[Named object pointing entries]
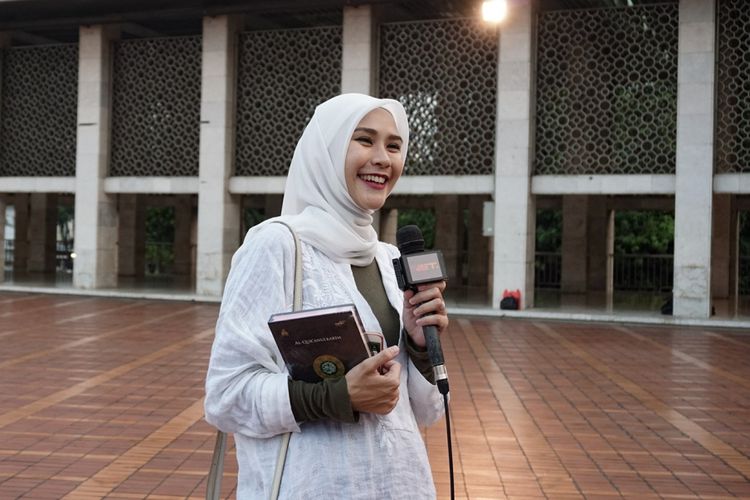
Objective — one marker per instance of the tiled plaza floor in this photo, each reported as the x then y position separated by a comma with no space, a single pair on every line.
102,398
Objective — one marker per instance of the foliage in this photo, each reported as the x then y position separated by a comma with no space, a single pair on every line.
549,230
252,217
160,223
744,234
422,218
644,232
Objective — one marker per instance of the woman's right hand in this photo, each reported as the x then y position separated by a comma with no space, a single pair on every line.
373,384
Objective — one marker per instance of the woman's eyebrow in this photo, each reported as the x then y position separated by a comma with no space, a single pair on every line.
375,132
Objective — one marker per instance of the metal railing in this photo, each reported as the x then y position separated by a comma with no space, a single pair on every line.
631,272
8,258
159,258
63,251
547,270
743,279
644,272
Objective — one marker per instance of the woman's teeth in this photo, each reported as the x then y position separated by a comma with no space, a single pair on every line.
373,178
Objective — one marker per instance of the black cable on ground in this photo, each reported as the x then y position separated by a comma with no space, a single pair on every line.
450,444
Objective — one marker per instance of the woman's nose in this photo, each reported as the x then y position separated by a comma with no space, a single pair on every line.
380,156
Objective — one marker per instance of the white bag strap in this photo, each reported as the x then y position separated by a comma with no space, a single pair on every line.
213,485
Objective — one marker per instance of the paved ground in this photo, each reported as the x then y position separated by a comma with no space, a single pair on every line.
103,398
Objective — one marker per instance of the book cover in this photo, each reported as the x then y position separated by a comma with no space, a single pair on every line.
322,343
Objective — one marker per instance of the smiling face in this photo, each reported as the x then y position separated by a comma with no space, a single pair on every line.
374,160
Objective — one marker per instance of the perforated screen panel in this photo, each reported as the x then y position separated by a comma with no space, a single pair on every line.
445,74
607,91
156,107
733,88
283,76
39,111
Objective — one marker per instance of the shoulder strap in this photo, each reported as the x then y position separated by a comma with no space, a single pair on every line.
213,485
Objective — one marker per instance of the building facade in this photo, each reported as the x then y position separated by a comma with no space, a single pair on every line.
583,106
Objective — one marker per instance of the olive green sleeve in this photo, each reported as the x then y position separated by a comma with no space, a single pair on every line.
420,358
317,401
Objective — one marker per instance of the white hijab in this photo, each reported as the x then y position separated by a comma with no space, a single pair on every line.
317,203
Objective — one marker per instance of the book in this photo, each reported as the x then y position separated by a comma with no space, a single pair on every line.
323,343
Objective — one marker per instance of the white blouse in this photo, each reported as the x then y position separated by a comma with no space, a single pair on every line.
381,456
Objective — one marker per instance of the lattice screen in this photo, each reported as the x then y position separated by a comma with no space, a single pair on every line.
445,74
39,111
156,107
733,88
283,76
607,91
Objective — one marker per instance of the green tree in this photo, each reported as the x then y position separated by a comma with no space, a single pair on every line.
644,232
549,230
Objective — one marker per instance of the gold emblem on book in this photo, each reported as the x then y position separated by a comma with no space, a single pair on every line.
327,366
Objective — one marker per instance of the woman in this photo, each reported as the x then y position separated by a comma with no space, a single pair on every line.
356,437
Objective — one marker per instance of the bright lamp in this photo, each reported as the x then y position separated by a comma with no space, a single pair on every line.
494,11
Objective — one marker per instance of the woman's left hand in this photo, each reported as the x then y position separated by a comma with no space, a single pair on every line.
426,307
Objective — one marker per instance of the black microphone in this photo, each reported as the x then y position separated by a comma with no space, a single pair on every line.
415,267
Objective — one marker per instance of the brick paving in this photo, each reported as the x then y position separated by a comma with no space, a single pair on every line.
102,398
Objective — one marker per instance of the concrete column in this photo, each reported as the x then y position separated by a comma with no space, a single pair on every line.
218,211
515,212
272,207
610,283
446,231
359,50
131,247
574,275
694,179
3,205
95,265
721,263
597,244
359,59
183,215
21,238
43,233
389,225
478,260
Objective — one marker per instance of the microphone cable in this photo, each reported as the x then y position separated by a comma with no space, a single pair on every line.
450,444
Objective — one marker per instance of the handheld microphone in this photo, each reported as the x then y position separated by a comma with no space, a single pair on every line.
415,267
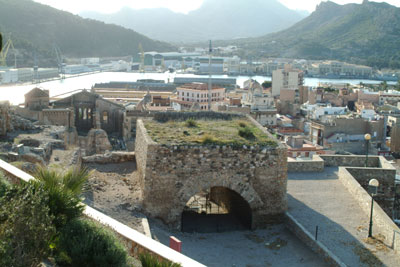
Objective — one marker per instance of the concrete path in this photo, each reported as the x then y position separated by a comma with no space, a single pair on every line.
275,246
320,199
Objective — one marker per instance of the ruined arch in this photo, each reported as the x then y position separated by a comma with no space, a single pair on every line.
218,210
230,188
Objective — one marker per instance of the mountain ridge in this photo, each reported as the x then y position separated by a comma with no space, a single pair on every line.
364,33
42,26
215,19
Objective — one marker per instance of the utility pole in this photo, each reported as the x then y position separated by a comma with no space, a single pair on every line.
209,76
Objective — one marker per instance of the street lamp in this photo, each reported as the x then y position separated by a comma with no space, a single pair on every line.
373,190
367,137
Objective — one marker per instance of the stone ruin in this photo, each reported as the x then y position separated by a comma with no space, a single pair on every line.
247,181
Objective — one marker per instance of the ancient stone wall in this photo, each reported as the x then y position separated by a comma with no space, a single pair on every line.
386,189
387,227
27,114
172,174
60,117
350,160
316,164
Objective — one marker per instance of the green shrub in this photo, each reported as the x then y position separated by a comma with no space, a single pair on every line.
246,133
191,123
85,243
64,190
26,229
208,139
242,124
148,260
4,184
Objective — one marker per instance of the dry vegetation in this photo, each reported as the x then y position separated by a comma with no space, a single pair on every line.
237,131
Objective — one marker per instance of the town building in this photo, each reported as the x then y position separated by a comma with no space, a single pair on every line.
346,133
37,99
299,146
261,103
287,78
195,96
390,97
93,111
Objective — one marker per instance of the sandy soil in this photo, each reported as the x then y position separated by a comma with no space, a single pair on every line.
114,190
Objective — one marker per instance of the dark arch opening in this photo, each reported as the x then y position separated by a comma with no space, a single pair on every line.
219,209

- **Aim of the exercise**
Write out the listing word for word, omitting the pictures it holds.

- **Exercise result**
Objective — one marker per instance of the tiled plaza floor in this photo, each reported as the x then y position separated by a comma with no space, a single pair on every line.
102,398
Objective — one marker per instance of the foliage in this photo, each reported as the x then y position separated by a comma with no space, a single pair on every line.
549,230
252,217
160,223
744,234
422,218
644,232
Objective — one marker per instance of the woman's right hand in this photo, each reported as the x then y position separated by a comma with no space, a single pair on every line.
373,384
Objective — one marker per instance of the woman's eyebrow in this photo, each reported as the x then y position separated by a comma with no space, a single pair on every line.
375,132
Objective — one marker per instance of the metal railing in this photo, each reported as the x then y position separated by a comma with no space, a single pair on every line.
631,272
8,258
159,258
63,251
547,270
743,279
644,272
Objective — one marker per instance of the woman's teeth in this photo, each reported as the x then y position separated by a comma with no space, a single pair on every line.
373,178
Objective — one marker per instance of the black cable on ground in this photo, each reported as the x then y position separated by a comma with no space, a single pair on every line.
450,444
Objective — one marker per instance of the woman's nose in this photo, each reported as the x then y position separated by a comma with no space, a single pair on every line.
380,156
Objective — one marker per instance of the white bag strap in this photo, each reported as the x then y position separated by a comma with no space, a single pair on every line.
213,485
Objective — one marker per instance of the paved ground in this photo, each reported as the x then y position separated by a comma with no space, a single pair on every line.
103,398
Objective — one marker per instance of the book cover in this photo, each reported as the x then y position separated by a comma with no space, a single pair on every line.
322,343
Objective — one marker per instance of the smiling face in this photo, each reported as the x then y position separated by a comma with no space, a single pair on every line.
374,160
Objective — one marker per instance of the perforated screen panel in this photo, each reported as the x then y position separated by a comma with no space, a single pair on every line.
445,74
607,91
156,107
733,88
283,76
39,111
Objective — one marker per instance of the shoulder strap in this photo, each reported as the x then y position separated by a comma with no space, a single pair on every line.
213,485
Objective — one marker per instance of the building facade in this photo, each reported as the x then y position separated by a comma with no space, a single pair on every line.
583,106
Objective — one marker per instance of the olive green sleeve in this photo, each reported as the x then y position separated by a comma with no space, a single pair on every line.
420,358
317,401
Objective — one marker per instance of the white hijab in this photo, each reported as the x then y position separated by a comma with no space, a single pair on every line.
317,203
Objective — one marker per instance of the book in this photo, each reported as the x then y position separated by a comma with no space, a single pair on every line.
323,343
Objective — one marker per instance of the white blouse in this photo, each reported as the x then y position separated by a comma with no space, a single pair on every line.
381,456
Objective — one marker per instance of the lattice screen in this photo, each reported as the x then y position separated by a comma with no space, a single pair on every line.
445,74
39,111
156,107
733,88
283,76
607,91
Objective — one marker per instance of the green tree in this photo, each reported as the x then y position separated by a comma with no space, a single pair on every line.
644,232
549,230
Objective — one marker per instance of the gold emblem on book in this photo, each reported as the x then y position separated by a comma with no space, a single pair on every line.
327,366
Objective — one marker per instance of the woman in this photo, each reported as the x then y position separated by a comma with no space, a single pair on every line.
356,437
Objective — one marker per instance of the bright lamp in this photo, each reported as the x then y position separated by a comma with no space, a single pair on every line.
494,11
Objective — one marker per instance of the woman's left hand in this photo, each reported as the x then y position separated by a comma with no space, a single pair on every line.
426,307
Objective — one marker per instance of the black microphone in this photo, each reported as the x then y position separated by a comma with no space, a single pair on every line.
415,267
Objective — one marker per instance of the brick paving in this photo, each reported as the x then y position separated by a comma with no space, a single pair on every line.
102,398
Objective — one marker per instance of the concrete column in this photo, each reported as the x then y position separated by a comma with no space, a single pair on every line.
218,211
515,212
272,207
610,283
446,231
359,50
131,247
574,275
694,179
3,205
95,265
721,263
597,244
359,59
183,215
21,238
43,233
389,225
478,260
Objective — one marker per instance of the microphone cable in this photo, each reported as the x then y position separated by a comma with no space, a single pair on every line.
450,444
Objective — one marker per instance of the handheld microphone in this photo, each reported as the x then y position separated by a comma with no space, a single pair on every line.
415,267
Objective — one marker per instance of the concrete path in this photo, each reported as the x then y position separated by a comma with no space, a single pair on every line.
275,246
320,199
Objective — one marker per instance of the ruined arch in this photo, each reported as the x then y position separated by a comma with no space, a single pair on every line.
218,210
230,188
Objective — one marker per instance of the mountain ridge in this photo, each reported as the x then y position separated by a comma with no space, a single pair on every line.
364,33
42,26
215,19
Objective — one marker per instance of the utility pole in this photo, each reported as the x then y position separated by a comma with no space, a single pair on every line.
209,76
Objective — one marker per instance of the street lamp in this photo, each reported as the x then y position separated by a comma with no space, a single pair on every line.
373,190
367,137
Objective — one marker per instance of the stone ruin in this photo, each reported as the x then y position separated by a comma with no space, a single pair on every line.
247,181
Objective — one marker per instance of the ancient stone wall in this photo, each reported as the x then y position separated by a comma with no space, a single pair on every line.
386,189
387,227
27,114
172,174
60,117
350,160
316,164
Objective — one marker per instance of the green shrub in this photo, each reported as the x then y position separated by a comma with no space, a single pair on every line.
246,133
191,123
85,243
64,190
26,229
208,139
242,124
148,260
4,184
Objective — one marker per instance of the dry vegetation in this photo, each reported as the x then y position separated by a comma with no space, a single pair on every line.
237,131
Objective — one marker per instance of the town building in this photo, each reported as the x then y position separated by a comma with no space, a single pair on every line.
346,133
37,99
299,146
261,103
287,78
195,96
390,97
93,111
Objective — one marker per instance of the sandy soil in this photo, each reported as the x then y position separated by a comma with no space, a single pair on every line.
114,190
Objective — one marker per instance of the dark arch opening in this photo, each reported as the x then y position separated by a comma with no space, a single pair on every line.
219,209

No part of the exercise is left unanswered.